-- Document extract follows --

Cathleen Burnham is a journalist, a photographer, and a wildlife rehabilitator for the New York State Department of Environmental Conservation. She has traveled across the globe from Thailand to the Amazon to bring back the stories of the people of remote cultures around the world.
Her stories and photographs have been included many publications, and her first children’s book, A Creek Runs Down My Street, was published in 2006. She is also author of the WAKA (World Association of Kids & Animals) series of books, with five more books in the documentary series to be released in coming months after the first book, Doyli to the Rescue, which kicks off the series with its release on Earth Day (Apriil 22), 2015.
Q: What can the books in the WAKA series teach young readers?

-- Document extract concluded --
-- Supplied material follows --

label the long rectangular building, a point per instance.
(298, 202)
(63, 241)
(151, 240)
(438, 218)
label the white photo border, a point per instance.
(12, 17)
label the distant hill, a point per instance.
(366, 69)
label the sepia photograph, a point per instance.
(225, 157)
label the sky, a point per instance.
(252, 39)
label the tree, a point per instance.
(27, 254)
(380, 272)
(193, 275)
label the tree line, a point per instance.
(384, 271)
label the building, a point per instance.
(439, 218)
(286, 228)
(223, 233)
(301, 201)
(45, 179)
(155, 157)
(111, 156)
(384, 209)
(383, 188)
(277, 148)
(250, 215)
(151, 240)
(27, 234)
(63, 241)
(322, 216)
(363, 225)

-- Supplied material concluded --

Instructions to follow:
What is the title of Cathleen Burnham's first children's book, according to the text about her?

Output of the exercise:
A Creek Runs Down My Street